Description of the task:
What is needed here is an exact repetition of the records below, beginning at the line that has "Target: blue sky" and stopping after the line that has "the pier walkway".

Exercise inputs:
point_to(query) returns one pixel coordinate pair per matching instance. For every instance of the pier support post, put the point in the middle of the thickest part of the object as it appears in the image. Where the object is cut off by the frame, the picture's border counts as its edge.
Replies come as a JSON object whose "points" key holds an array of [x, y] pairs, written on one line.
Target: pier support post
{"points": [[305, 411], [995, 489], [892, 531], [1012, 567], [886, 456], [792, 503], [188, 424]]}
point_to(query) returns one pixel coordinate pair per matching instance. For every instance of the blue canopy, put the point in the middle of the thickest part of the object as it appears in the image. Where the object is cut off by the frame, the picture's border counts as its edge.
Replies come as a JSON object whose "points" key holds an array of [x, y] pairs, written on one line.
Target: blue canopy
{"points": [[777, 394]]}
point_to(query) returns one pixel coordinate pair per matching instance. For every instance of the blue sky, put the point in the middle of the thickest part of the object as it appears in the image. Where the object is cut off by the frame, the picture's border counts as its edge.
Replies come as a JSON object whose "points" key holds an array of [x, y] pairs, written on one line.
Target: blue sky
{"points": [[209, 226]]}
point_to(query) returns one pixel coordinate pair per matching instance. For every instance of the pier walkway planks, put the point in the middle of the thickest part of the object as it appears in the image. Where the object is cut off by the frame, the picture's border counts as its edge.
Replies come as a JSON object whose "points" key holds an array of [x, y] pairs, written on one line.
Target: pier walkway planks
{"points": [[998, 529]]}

Written solution:
Target: blue sky
{"points": [[209, 226]]}
point_to(query) returns one pixel coordinate pair per matching instance. For every instance of the pier walkway planks, put the point in the middle of the thickest part of the object as it appears in the image. Where the object is cut off by the frame, the picture's border counts as its edge.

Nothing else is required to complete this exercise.